# ASSIGNED TASK
Output the entries exactly.

Stored entries
★ ★ ★ ★

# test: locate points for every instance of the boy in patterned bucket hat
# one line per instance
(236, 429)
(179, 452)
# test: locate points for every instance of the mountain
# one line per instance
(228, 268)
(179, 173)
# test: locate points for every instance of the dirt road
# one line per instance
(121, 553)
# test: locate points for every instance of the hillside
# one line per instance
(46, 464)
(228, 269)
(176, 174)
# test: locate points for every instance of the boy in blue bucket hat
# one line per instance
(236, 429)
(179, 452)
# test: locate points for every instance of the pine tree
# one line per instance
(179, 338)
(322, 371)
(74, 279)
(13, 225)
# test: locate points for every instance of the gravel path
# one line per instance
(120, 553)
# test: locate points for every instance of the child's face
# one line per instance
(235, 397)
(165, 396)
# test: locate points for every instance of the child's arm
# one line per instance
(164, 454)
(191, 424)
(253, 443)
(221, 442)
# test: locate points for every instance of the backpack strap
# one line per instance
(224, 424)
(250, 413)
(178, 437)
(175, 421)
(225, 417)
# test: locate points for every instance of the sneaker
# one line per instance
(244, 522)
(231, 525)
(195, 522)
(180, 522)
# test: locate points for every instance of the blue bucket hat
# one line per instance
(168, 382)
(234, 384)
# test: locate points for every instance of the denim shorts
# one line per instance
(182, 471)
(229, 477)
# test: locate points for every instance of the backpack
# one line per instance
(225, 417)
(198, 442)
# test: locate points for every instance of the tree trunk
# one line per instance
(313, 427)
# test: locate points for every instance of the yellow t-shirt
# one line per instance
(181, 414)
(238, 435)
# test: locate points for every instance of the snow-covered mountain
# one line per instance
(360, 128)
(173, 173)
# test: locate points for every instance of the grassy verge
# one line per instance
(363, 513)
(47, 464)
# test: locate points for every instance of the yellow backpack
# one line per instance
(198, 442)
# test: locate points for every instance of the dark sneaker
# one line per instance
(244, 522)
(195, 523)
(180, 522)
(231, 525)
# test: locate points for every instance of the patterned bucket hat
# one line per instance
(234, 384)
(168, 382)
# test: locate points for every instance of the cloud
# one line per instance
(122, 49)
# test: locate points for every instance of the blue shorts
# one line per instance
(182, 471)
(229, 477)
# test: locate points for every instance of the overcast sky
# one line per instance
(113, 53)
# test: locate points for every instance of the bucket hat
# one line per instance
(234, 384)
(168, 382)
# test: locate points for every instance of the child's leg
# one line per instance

★ ★ ★ ★

# OUTPUT FOR THIS TASK
# test: locate points for every instance of the boy in patterned bucket hat
# one line per instance
(236, 429)
(179, 452)
# test: locate points for every instance of the mountain
# one line per instance
(228, 268)
(179, 173)
# test: locate points for every instance of the dirt road
# one line per instance
(121, 553)
# test: locate points for every instance of the hillside
# one line per instance
(46, 464)
(228, 269)
(176, 174)
# test: locate points for every instance of the boy in blue bucket hat
# one line per instance
(236, 429)
(179, 452)
# test: locate points for every instance of the pine tree
# one line per instance
(179, 338)
(322, 371)
(74, 279)
(13, 225)
# test: locate points for every instance of the gravel path
# one line per instance
(120, 553)
# test: locate points for every instance of the child's face
# one line per instance
(235, 397)
(165, 396)
# test: locate points for every instance of the child's arm
# one line per instance
(164, 454)
(191, 424)
(253, 443)
(221, 442)
# test: locate points for every instance of the backpack strap
# one line per instance
(224, 424)
(250, 413)
(178, 437)
(175, 421)
(225, 417)
# test: locate points for every instance of the sneaker
# one line per instance
(244, 522)
(231, 525)
(195, 522)
(180, 522)
# test: locate points for every instance of the blue bucket hat
# one line per instance
(168, 382)
(234, 384)
# test: locate points for every instance of the denim shorts
# one line per instance
(182, 471)
(229, 477)
# test: locate points for every instance of the backpack
# one line per instance
(225, 417)
(198, 442)
# test: locate points for every instance of the tree trunk
# one line per instance
(313, 427)
# test: locate points for every instance of the yellow t-shirt
# one line per instance
(181, 414)
(238, 435)
# test: locate points for every instance of the snow-covered mountain
# one line per instance
(360, 128)
(173, 173)
# test: locate points for every instance of the grassy verge
# one line per instance
(363, 513)
(47, 464)
# test: locate points for every instance of the yellow backpack
# one line per instance
(198, 442)
# test: locate points for every instance of the dark sneaker
# one line per instance
(244, 522)
(195, 523)
(180, 522)
(231, 525)
# test: locate points for every instance of the patterned bucket hat
# one line per instance
(234, 384)
(168, 382)
# test: locate points for every instance of the cloud
# one line per instance
(122, 49)
# test: locate points for every instance of the blue shorts
# one line per instance
(182, 471)
(229, 477)
# test: locate points for every instance of the overcast sky
# one line per instance
(113, 53)
# test: locate points for every instance of the bucket hat
# one line per instance
(234, 384)
(168, 382)
# test: locate points for every instance of the child's leg
# one line per instance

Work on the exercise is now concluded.